Work to be completed:
List every line in the rows below that contains the word "hand".
════
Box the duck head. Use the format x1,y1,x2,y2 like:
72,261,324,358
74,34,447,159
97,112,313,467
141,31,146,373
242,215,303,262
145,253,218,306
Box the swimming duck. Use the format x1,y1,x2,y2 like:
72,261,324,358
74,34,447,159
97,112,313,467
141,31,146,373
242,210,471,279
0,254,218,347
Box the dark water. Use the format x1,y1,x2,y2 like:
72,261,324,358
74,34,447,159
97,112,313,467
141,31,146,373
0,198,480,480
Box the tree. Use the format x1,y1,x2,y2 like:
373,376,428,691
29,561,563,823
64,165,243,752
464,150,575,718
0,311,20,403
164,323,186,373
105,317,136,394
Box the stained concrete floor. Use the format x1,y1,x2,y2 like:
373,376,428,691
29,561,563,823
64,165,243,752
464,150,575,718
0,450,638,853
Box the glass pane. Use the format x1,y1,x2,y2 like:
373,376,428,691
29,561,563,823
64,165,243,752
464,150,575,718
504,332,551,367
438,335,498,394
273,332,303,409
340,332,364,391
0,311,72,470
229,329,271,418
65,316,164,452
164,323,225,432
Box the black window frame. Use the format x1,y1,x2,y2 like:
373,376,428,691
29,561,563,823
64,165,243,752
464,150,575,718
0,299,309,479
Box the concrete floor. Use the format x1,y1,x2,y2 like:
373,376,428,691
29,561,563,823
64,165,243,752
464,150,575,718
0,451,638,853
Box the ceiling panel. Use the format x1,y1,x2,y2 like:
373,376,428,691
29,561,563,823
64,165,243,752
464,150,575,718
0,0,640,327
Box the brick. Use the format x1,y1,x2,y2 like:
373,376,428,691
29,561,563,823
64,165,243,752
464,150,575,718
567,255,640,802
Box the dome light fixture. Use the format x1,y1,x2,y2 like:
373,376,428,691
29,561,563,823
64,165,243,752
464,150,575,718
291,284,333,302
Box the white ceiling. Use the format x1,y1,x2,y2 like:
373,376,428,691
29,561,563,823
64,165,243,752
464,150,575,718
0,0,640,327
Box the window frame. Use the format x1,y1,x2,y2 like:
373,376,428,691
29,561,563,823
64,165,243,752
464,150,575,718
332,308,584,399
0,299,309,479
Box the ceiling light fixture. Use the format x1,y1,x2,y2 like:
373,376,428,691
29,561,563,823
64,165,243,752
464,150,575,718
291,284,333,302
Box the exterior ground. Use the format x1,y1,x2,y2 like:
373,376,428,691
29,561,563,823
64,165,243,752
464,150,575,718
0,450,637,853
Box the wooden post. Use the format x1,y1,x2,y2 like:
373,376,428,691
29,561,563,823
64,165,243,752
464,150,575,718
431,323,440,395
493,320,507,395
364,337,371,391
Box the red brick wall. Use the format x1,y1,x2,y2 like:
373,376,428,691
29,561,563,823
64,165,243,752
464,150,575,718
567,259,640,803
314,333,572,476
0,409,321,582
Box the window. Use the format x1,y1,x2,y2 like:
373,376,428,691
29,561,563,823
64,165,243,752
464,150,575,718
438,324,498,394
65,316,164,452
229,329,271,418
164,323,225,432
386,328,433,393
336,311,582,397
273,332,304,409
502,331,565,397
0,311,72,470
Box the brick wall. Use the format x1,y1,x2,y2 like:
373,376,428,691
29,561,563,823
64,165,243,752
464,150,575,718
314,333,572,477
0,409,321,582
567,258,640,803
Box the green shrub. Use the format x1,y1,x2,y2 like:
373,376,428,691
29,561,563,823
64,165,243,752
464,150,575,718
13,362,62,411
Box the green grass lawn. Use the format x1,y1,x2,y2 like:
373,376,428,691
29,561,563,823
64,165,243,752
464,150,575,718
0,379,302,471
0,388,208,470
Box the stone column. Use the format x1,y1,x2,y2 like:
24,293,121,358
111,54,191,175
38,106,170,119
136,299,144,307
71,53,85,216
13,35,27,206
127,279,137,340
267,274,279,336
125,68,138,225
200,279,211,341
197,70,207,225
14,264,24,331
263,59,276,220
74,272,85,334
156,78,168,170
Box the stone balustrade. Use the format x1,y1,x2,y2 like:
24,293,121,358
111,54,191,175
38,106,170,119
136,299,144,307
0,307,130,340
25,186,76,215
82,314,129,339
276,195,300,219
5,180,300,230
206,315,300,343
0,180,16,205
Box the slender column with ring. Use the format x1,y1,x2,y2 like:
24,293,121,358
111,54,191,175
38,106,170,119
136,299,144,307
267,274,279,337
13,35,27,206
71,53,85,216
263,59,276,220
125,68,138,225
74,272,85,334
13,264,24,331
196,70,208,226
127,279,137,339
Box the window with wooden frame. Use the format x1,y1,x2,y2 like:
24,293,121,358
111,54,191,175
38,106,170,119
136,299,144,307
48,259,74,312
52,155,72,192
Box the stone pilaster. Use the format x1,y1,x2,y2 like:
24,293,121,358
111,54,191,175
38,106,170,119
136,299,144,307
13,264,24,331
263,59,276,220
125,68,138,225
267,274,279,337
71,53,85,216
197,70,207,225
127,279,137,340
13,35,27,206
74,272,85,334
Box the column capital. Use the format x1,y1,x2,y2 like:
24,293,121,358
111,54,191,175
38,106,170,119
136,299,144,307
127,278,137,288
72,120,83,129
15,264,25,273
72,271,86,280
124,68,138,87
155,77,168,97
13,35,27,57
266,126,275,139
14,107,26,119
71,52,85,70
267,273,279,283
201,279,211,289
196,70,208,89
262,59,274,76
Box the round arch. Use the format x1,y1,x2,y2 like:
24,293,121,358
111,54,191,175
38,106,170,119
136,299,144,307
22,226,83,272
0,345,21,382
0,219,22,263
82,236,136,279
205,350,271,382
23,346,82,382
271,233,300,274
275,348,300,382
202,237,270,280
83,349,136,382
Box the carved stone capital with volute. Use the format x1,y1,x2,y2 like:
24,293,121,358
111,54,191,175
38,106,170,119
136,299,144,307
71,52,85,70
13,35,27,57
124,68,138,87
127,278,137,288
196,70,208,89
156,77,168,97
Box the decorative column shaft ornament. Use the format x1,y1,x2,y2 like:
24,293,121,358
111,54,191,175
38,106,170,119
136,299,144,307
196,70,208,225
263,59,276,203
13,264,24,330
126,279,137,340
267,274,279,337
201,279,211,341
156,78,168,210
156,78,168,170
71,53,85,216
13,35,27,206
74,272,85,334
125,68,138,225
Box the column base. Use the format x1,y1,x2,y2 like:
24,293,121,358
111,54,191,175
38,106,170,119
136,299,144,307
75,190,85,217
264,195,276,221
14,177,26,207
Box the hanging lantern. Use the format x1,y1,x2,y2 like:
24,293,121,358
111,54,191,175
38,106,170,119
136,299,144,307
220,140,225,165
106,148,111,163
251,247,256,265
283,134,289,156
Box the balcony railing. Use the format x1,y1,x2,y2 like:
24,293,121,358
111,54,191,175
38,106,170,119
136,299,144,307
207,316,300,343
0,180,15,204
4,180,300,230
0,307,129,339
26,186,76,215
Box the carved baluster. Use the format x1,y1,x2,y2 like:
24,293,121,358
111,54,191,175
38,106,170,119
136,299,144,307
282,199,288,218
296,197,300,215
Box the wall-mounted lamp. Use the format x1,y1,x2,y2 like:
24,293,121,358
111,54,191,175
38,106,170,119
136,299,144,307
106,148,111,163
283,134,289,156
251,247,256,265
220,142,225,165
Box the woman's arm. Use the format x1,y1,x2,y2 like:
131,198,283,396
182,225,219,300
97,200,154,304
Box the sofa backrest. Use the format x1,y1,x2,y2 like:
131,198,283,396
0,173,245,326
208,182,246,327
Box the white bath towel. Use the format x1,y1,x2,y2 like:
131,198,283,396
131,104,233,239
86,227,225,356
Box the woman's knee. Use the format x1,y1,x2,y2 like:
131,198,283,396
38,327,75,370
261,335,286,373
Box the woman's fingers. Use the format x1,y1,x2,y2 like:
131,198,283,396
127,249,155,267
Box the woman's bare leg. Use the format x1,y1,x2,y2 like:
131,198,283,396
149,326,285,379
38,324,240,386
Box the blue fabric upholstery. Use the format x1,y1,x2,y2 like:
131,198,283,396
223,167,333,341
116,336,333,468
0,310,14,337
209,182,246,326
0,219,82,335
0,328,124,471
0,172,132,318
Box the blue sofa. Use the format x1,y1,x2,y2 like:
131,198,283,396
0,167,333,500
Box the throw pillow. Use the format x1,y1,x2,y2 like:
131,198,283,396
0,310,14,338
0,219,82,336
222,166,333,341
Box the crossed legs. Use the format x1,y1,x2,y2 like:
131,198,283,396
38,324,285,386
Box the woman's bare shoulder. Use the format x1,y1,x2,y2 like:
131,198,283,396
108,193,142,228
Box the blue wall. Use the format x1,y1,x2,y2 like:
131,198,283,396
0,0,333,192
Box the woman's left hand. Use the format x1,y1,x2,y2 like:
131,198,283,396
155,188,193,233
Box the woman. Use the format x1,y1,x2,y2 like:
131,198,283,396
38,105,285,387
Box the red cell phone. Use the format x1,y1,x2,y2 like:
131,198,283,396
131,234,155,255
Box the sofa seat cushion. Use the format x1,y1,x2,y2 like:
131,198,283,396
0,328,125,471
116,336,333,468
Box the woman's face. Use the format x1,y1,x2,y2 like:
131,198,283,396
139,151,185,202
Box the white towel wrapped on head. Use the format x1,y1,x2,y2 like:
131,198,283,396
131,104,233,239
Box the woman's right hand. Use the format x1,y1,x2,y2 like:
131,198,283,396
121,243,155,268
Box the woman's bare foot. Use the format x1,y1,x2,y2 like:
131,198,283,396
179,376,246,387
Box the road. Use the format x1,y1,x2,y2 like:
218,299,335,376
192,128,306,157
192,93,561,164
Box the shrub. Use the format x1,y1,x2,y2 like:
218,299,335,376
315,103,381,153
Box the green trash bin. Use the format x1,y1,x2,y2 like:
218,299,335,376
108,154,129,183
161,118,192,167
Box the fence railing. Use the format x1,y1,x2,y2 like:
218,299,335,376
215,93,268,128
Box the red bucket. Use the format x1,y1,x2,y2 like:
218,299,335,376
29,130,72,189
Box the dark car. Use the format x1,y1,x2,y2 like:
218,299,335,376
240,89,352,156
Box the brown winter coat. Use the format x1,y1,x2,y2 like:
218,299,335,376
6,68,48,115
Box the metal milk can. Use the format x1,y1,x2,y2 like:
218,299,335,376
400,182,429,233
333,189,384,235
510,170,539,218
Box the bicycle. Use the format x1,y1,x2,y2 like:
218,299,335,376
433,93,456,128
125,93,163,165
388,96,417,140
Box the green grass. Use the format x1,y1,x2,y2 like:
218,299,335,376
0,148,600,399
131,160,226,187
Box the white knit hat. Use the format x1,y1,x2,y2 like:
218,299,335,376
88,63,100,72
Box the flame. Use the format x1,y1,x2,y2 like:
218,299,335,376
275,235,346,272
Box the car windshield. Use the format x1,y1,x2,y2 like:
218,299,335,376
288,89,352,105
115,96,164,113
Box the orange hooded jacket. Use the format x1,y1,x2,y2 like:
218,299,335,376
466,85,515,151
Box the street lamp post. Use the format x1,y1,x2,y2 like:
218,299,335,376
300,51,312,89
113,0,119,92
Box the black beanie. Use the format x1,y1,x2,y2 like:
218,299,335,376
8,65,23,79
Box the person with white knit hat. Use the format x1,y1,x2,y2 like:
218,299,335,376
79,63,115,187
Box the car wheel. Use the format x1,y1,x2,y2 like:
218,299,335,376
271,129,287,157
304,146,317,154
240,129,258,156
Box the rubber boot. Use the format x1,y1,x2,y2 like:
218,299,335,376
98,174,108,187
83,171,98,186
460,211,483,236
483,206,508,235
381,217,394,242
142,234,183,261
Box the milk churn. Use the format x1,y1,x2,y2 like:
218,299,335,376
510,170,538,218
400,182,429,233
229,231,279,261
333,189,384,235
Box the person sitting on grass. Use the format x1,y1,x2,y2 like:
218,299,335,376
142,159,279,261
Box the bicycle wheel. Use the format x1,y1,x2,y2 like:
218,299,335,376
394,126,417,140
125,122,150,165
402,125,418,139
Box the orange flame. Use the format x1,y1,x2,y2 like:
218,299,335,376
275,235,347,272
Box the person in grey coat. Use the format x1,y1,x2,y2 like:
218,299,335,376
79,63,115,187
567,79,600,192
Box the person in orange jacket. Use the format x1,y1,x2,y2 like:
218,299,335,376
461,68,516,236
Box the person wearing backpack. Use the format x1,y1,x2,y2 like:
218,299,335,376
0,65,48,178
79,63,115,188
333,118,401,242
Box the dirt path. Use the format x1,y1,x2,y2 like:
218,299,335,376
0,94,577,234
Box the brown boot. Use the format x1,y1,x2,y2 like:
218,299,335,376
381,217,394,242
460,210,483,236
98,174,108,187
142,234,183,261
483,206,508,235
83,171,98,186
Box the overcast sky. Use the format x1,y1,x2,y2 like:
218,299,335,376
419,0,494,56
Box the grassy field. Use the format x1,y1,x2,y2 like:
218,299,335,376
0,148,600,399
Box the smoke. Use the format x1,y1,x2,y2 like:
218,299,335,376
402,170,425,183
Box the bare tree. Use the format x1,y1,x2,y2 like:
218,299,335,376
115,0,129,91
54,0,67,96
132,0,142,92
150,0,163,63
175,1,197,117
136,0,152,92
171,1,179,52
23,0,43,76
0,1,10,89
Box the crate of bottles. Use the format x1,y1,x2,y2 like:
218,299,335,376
════
Answer in full:
Box the woman's left hand. Use the format x1,y1,x2,y2 like:
Box the woman's right hand. Use the format x1,y1,x2,y2 like:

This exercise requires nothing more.